## Try it
Produce a verbatim copy of the records, and keep the images out of it.

(Beginning of Dataset records)

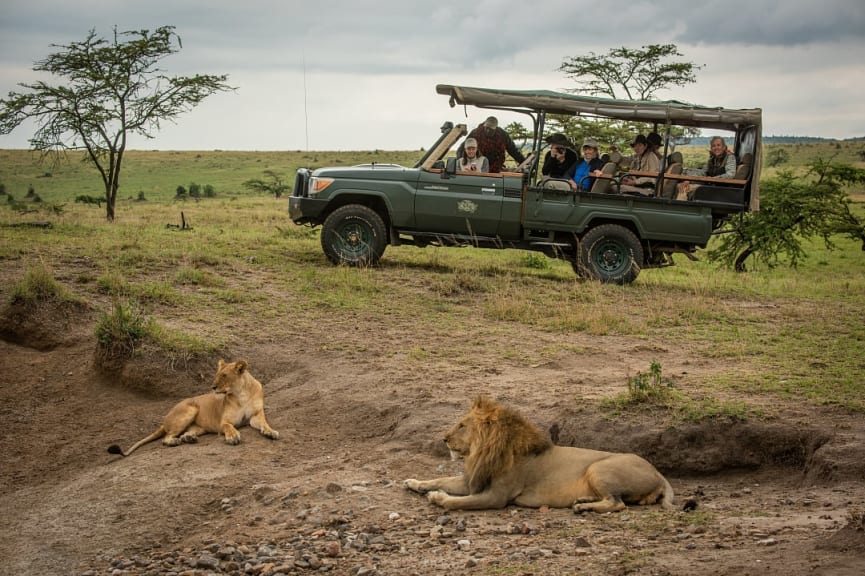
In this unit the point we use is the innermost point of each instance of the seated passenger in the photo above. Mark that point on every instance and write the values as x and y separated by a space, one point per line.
590 165
470 160
721 164
613 156
645 160
560 160
493 142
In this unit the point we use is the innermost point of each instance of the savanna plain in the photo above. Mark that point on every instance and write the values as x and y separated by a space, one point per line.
747 390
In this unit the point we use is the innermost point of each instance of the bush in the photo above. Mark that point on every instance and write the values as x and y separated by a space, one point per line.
649 387
38 285
119 332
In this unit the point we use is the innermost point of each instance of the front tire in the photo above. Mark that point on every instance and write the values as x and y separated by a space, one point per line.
609 253
353 235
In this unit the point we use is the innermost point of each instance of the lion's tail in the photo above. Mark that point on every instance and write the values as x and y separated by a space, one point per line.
667 496
115 449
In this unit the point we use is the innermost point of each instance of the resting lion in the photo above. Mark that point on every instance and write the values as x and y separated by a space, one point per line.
509 460
237 398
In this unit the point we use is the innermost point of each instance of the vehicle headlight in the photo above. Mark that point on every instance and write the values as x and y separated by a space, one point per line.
317 184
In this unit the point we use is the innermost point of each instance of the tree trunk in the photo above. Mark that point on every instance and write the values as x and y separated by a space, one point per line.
739 264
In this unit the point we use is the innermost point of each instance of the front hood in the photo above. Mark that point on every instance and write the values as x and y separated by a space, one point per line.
366 171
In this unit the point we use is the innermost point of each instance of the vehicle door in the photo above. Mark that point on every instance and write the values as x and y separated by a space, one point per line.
459 203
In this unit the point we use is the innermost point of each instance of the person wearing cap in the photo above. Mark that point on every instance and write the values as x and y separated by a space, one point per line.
494 142
561 158
613 155
590 165
470 160
721 164
645 160
655 142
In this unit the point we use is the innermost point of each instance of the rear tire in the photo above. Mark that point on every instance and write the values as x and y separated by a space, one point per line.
609 253
353 235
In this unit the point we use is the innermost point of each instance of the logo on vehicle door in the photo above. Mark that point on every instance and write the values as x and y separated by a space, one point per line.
467 206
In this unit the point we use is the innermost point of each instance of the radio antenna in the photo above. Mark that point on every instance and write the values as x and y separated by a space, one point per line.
305 113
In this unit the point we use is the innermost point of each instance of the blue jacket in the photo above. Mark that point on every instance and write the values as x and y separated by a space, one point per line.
583 170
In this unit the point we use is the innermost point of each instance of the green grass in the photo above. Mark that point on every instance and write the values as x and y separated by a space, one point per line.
774 333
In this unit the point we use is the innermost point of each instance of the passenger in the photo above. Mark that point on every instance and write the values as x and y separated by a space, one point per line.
470 160
613 156
721 164
655 143
644 160
493 142
590 165
560 160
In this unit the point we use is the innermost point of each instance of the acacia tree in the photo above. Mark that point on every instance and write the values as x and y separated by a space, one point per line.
793 209
112 88
622 73
629 73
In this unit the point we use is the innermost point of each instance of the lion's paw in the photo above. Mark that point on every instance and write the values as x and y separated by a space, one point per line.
437 497
413 485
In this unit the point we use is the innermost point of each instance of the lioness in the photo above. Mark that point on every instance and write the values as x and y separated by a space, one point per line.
237 398
509 460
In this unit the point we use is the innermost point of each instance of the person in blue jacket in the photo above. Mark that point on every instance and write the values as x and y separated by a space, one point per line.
590 165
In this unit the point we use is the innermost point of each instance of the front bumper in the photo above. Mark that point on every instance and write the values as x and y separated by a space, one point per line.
303 210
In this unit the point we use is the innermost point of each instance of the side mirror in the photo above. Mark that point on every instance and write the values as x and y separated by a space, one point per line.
450 168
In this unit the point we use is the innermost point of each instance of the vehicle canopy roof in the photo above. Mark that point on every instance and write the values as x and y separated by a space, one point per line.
672 111
746 123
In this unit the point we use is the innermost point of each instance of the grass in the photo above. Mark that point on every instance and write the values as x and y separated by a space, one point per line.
773 333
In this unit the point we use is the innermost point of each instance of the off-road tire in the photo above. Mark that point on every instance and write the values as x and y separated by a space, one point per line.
609 253
354 235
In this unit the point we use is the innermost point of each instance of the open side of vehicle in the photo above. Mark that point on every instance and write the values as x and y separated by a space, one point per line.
605 234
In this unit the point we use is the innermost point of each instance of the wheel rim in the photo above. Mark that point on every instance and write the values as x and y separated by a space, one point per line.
352 240
610 257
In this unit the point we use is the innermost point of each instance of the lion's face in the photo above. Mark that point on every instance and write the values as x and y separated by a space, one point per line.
459 437
229 376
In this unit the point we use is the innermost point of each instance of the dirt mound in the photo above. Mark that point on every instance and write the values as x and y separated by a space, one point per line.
353 427
45 325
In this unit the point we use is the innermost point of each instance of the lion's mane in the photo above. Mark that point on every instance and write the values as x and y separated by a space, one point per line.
498 438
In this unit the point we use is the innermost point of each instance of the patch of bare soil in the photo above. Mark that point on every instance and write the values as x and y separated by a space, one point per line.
779 496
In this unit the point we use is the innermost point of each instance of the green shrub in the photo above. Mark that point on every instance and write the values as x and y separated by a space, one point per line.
119 332
38 285
650 386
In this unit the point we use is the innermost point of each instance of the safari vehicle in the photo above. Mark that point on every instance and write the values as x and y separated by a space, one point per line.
605 235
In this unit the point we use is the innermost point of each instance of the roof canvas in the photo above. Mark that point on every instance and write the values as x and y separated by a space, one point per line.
672 111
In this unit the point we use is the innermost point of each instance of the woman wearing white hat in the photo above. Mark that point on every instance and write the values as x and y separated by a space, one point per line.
470 160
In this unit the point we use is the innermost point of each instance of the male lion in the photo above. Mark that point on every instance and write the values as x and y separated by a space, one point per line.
509 460
237 398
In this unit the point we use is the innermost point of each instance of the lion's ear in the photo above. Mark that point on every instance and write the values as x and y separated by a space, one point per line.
484 404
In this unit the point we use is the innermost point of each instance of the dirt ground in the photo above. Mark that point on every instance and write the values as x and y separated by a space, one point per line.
781 496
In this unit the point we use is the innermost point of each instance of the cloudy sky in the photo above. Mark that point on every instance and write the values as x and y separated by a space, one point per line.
356 75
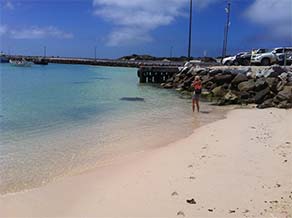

(End of Dataset records)

## Response area
In this unit the point we use is the innermost point of each instance of the seated passenger in the photo above. Mark that point on every instance and write the values as x and y separated by a space, one point per line.
590 165
470 160
721 164
613 156
645 160
560 160
493 142
In this unit the point we use is the innermost point of each instance of the savanna plain in the photo above. Mark that point on every instance and write the values as x and y separated by a space, one point per line.
747 390
In this unit the point we use is the innermost point of each instance of the bush in the photo above. Mark that point on every instance and write the values as x and y separated by a space, one point per line.
649 387
38 285
119 332
In this unit the point we use is the innermost point of each instance of the front tire in the photo above. Mark that point on every instance and write the values as x and y separated by a space, one point per line.
609 253
353 235
In this unit the point we use is the innermost point of each instance of the lion's tail in the photo above. Mark that point on every instance and write the values as x and y separated by a space, one point per line.
667 496
115 449
In this unit the point we use is the innermost point of each instance of the resting lion in the photo above. Mark that point on every instance and write the values as x and y separated by a space, one point per line.
509 460
237 398
In this unit the point we use is the innermost point of each instance of the vehicle headlight in the photo above. Mark that point on every instance and write the values as x and y separated by a space, one point per line.
317 184
In this unit the point we use is the innermost point of each instance of the tree trunk in the photo above. Mark that point on every instance and write the values as x and y separated by a space, one point per line.
739 264
In this unit the point we use is the innermost point of each instance of the front hood in the photo above. Mark that point on every instance and write the values as x and y separated by a space, one point per line.
366 171
In this unit the point we use is the innermost point of each instance of the vehicle door in the photo above. Mark that point on every instance and write the values as x and y separated by a space, one point per line.
459 203
In this unit the point we use is the innermost point of each instance of the person wearing cap in the photo above. Mark that point on every instance and write the values as x and y separated by a space, one point per line.
494 142
561 158
613 155
590 165
470 160
721 164
645 160
655 142
In this unit the point we use is the innermost point of each instance of the rear tire in the photo above. Mark that point on every instance and write the values as x and y separated by a space, one point per line.
609 253
353 235
In this unit the point we use is the innermost point of each instance of the logo on vehicle door in the photo above. Mark that point on every instance and write the values as x and y separated by a space, one point per line.
467 206
In this unit the point we use is the innermost point of each instance of the radio antenna in the photo above. Mark that point on every instance and write the values as x and y separated by a space, one point per line.
305 113
In this unit the point we use is the innermost point of each instance of the blue jacket in the photo above. Mark that point on every instance and write the values as x and y separated by a space, one point per line.
583 170
In this unit the point we use is the innermost point of each instance of the green grass in the photo above. Mark that point on every instance and write the values as x and y separated by a space, one point per line.
774 333
In this unit the point we use is the innermost point of each instance of the passenger in the photo above. Mark that point on every instance and write the values as x and y separated by a space, one point per line.
470 160
613 156
721 164
655 143
644 160
493 142
590 165
560 160
In this unit the point we use is the innermost point of each instance of the acacia tree in the photo above. Mark that point on every instance and write the values as x and y separated by a space, one point per line.
793 209
112 88
622 73
629 73
In this unit the point we use is the innermost point of each instance of the lion's paw in the photo above. Mark that point on every instance and write the values as x and y separated by a space, one point per line.
437 497
413 485
In this unit the point we use is the innermost point of each instance of the lioness in the photo above. Mark that point on every instance and write the values as x and y separated by a space, one point per line.
237 398
509 460
In this unit the point we use is the innermost point of each instance of the person in blue jacket in the photo above. Mark that point on every instance and write the values as x and y separated by a space, one point per line.
590 165
In this unit the point we use is the innermost point of each instance of the front bumper in the photo above. Mark that point on every instance and write the values as x and y separated by a space, one point per line.
303 210
In this unit the point we use is the innermost point of each instance of the side mirror in the photo above. Mark that point on every instance and write the values as x and y separated by a space, one point per line.
450 168
In this unit the point we use is the innermost point of each instance of the vehicle canopy roof in the photo above. Mark that point on every instance and write the values as x and y separated by a space, one point per line.
672 111
746 123
In this unit the point we use is the innermost point of each instance of the grass in the photo above. Mark that point on every instance and write the values as x and y separated by a space, one point per line.
773 333
In this unit the point we use is the innermost point of each instance of the off-road tire in the photo above. Mark that point on every instance and write the values as x and y separated by a space, one point per line.
609 253
354 235
In this unit the point we use is the innermost point of each instance of the open side of vehicle in the photo above. Mark that point on every instance and write the values as x and y separated by a space, one point per line.
605 234
In this unit the point we use is the innermost point of each instance of the wheel rim in the photo above. Mark that point on every instance and write the values as x and y separated by a space, one point per line.
352 240
610 257
In this unit the point we use is the innermost point of each instance of the lion's face in the photo above. Mark that point on every instance and write the values as x and y separated by a space, one point per line.
459 437
229 376
In this unit the point we use is the innermost point of each instance of the dirt mound in the photo above. Mark that point on every instance and write the values as x and y separated by a space, one point per line.
353 427
45 325
In this unit the point we use is the innermost point of each instance of the lion's mane in the photo above. Mark that point on every instance and write the values as x and y separated by a space, one point per line.
498 438
In this unit the point we use is the innermost point of each instance of the patch of bare soil in the photo above. Mark that point on every instance and write the values as x and y separated by a space, one point per line.
779 496
In this unit the point we use is the innermost point of each instance of the green shrub in the photo above. Mark that point on every instance and write the values as x and y separated by a space, one point per line.
119 332
38 285
650 386
In this unit the point we use is the innermost point of each instance of the safari vehicle in the photo above. Mark that point on every instance and write the values as x and y separated by a space, one point per line.
605 235
In this unit the point we use is the innermost point of each instance of the roof canvas in the photo above. Mark that point on every instance and write the values as x and y separated by a space, one point per line.
672 111
In this unit the point we use is the innermost point of each instance of the woman wearing white hat in the photo above. Mark that point on every instance and write the values as x and y separated by a space, one point per line.
470 160
In this unit the point we use is the innermost point of each instance of the male lion in the photo above. Mark that point on every instance and write the values as x and y separated by a space, one point per line.
509 460
237 398
In this unit the point we use is the innermost point of each instance of the lion's ear in the photo above. Mark that point on every instance and write the values as x and y separated by a space, one point per line.
484 404
In this unit the point we use is the innermost point of each instance of the dirt ground in the photo above. Mark that point on every instance and write the values as x and y separated by a space, one point per line.
781 496
In this unit the point we use is the innermost point of each instance of the cloudy sky in the photo above. Mark that point on every instance and write the values as x and y separated by a space, one point per line.
356 75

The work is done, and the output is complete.